(Labeled-object pointing entries)

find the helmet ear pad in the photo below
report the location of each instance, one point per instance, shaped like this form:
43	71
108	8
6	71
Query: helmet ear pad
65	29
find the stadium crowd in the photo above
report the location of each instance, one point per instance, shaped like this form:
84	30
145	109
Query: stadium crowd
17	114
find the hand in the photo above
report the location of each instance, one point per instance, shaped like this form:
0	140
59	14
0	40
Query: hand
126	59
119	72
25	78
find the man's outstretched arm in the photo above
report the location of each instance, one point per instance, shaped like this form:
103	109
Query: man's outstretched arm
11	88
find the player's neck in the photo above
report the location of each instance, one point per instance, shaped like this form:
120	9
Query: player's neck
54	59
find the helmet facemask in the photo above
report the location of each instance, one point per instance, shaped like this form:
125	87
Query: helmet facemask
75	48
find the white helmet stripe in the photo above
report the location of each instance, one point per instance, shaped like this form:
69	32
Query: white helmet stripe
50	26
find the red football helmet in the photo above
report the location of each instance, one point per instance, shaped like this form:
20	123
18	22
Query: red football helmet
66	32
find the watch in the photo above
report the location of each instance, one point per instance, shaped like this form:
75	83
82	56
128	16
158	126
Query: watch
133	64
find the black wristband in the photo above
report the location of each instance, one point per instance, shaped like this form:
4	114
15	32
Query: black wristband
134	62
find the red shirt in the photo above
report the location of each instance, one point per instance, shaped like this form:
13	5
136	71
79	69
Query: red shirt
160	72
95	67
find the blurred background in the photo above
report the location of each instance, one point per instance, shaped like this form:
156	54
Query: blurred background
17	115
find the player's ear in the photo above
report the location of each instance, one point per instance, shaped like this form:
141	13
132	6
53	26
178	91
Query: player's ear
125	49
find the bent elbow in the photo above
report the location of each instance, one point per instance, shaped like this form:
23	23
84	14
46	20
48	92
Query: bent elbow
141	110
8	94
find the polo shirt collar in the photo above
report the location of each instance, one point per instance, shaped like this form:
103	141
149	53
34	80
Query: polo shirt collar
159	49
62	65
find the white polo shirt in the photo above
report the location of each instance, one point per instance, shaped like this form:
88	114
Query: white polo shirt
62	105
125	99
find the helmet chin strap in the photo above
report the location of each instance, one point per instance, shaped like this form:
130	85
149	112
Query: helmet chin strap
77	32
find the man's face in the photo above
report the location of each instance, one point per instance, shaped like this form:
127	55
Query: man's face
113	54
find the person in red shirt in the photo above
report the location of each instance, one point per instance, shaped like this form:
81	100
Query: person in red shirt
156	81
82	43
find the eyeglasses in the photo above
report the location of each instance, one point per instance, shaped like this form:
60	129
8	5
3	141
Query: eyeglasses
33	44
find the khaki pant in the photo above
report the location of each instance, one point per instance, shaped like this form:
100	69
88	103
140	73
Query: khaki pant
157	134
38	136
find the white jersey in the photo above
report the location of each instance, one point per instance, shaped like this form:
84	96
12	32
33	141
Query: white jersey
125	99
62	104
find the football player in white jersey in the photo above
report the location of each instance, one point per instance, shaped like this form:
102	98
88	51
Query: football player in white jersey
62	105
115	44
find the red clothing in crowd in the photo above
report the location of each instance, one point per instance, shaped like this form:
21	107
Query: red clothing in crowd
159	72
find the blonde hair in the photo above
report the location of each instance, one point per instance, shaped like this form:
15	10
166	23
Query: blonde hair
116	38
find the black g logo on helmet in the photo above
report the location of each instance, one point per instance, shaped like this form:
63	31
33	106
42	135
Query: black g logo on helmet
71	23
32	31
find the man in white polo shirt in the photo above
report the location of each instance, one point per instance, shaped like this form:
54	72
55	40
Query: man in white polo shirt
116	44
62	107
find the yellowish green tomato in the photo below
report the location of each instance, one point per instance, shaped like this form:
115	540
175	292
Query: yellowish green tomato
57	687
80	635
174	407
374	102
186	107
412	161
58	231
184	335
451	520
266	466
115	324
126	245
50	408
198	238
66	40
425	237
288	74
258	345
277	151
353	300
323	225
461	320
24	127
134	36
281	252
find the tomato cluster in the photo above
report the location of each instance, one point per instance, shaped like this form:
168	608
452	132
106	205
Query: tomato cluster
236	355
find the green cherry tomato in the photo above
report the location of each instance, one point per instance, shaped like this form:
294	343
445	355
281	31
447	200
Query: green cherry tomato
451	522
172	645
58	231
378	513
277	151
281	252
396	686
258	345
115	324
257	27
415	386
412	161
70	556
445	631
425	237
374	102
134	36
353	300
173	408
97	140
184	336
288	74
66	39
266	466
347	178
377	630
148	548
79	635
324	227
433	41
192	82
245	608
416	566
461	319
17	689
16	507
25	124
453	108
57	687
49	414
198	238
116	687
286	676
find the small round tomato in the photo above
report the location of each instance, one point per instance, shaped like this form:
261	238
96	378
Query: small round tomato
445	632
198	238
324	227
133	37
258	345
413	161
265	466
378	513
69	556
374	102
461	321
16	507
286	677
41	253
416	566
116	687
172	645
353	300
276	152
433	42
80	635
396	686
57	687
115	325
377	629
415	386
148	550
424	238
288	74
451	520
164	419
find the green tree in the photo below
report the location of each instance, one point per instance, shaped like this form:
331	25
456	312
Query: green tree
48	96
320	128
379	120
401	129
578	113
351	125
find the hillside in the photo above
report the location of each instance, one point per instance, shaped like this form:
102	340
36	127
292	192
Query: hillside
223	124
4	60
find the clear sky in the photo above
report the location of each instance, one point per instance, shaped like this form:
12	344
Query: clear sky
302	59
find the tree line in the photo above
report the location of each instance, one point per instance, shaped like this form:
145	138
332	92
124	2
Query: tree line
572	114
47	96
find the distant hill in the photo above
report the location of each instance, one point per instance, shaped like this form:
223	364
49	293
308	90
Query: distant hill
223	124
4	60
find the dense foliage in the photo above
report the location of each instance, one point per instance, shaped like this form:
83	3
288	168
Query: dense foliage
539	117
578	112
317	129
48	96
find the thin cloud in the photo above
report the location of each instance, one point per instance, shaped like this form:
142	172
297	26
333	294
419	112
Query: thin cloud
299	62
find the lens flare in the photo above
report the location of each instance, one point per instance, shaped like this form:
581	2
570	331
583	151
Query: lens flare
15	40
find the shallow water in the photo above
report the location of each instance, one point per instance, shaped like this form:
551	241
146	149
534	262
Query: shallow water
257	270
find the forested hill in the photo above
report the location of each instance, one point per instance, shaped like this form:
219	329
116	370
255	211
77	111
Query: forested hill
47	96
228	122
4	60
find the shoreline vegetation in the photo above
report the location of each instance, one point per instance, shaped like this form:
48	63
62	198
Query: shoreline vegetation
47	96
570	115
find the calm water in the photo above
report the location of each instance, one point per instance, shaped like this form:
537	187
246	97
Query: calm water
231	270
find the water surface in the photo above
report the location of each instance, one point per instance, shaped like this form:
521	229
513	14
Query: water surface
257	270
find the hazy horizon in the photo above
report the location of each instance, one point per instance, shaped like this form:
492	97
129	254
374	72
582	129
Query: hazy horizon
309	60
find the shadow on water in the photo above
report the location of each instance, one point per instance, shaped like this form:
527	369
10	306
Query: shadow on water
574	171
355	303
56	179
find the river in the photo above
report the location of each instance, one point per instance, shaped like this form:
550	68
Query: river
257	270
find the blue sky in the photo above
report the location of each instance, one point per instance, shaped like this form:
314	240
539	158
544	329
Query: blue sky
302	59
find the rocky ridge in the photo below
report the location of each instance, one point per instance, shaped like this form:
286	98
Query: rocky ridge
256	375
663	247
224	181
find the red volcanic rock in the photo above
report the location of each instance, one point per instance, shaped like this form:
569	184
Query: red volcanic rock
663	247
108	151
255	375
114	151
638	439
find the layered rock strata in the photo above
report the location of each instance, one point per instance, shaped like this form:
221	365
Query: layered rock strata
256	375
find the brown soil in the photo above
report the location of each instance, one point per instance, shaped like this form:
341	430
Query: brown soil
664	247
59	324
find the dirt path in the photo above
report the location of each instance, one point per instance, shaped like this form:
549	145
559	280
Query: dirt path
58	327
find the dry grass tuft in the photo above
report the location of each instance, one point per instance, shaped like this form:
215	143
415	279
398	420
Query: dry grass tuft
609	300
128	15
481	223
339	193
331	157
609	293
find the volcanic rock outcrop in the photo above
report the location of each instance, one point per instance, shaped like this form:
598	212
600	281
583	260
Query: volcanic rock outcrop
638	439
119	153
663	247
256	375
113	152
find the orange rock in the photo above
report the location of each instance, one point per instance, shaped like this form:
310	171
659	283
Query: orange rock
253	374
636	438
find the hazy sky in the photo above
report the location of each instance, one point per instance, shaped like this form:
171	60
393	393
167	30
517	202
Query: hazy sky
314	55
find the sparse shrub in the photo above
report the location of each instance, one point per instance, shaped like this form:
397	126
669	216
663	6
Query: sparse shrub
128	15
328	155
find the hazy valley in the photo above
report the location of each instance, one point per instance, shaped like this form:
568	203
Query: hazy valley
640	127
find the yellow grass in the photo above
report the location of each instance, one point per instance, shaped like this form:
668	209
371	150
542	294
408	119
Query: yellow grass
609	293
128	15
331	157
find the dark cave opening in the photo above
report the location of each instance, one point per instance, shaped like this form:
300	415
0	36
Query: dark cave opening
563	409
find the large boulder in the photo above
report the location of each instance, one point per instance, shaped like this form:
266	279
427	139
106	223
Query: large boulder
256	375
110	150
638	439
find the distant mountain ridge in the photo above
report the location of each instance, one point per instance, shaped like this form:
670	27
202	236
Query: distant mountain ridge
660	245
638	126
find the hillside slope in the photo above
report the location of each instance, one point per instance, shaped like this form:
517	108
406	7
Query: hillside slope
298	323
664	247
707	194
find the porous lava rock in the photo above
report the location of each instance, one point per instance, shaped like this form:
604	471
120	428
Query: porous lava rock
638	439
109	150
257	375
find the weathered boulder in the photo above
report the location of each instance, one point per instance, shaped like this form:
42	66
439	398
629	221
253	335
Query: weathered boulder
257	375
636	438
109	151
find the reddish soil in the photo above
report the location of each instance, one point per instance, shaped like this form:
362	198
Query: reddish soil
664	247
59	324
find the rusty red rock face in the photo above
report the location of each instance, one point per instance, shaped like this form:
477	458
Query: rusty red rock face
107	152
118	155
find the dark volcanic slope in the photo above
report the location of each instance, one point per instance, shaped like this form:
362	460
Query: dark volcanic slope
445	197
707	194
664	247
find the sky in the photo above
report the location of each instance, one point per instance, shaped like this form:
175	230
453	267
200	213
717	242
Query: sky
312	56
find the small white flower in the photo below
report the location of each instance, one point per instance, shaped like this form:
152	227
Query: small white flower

= AIM OF THE TASK =
Reproduce exactly the lines from the one containing "find the yellow grass in the photo above" through the last line of the records above, including both, and nothing else.

= PROBLEM SOLUTION =
find the yellow grass in the photo above
report the location of each instance, one point per instance, shaped like this form:
668	209
371	150
542	294
408	119
Query: yellow grass
609	293
128	15
331	157
find the dark cave opening in the photo above
report the location of each instance, one point per instance, shaped like this form:
300	415
0	36
Query: dark cave opening
563	409
find the large boulder in the photo above
report the location of each instance, one point per instance, shaped like this form:
266	279
427	139
106	223
Query: large boulder
256	375
110	150
638	439
find the distant mountain ridge in the photo above
report the location of each instance, one point per instance, shaped like this form:
670	27
202	236
Query: distant mountain ridge
660	245
638	126
find the hillside slope in the photo above
report the location of each instance, one point per instance, shaped like this form:
517	108
406	7
Query: hillside slope
298	323
664	247
707	194
find the porous lava rock in the photo above
report the location of each instance, one point per instance, shaped like this form:
604	471
120	428
Query: porous lava rock
638	439
109	150
257	375
find the weathered boulder in the photo above
report the location of each instance, one point per instance, shaped like this form:
42	66
439	398
629	221
253	335
Query: weathered boulder
257	375
636	438
109	151
find the reddish soil in the photo above
report the location of each instance, one point per instance, shaped like this form:
362	198
Query: reddish soil
664	247
59	324
find the rusty red rock face in the photo above
report the location of each instance, one point per instance, shaped like this form:
477	458
Query: rusty red rock face
107	152
118	155
find the dark volcanic slope in the photo above
report the location of each instance, one point per instance, shaped like this form:
362	460
Query: dark volcanic slope
445	197
707	194
664	247
find the sky in the photo above
report the location of each instance, one point per instance, shaped like this form:
175	230
453	267
200	213
717	242
Query: sky
312	56
find the small white flower in the photo below
report the location of each instance, one point per instance, shaped like this form:
152	227
Query: small white flower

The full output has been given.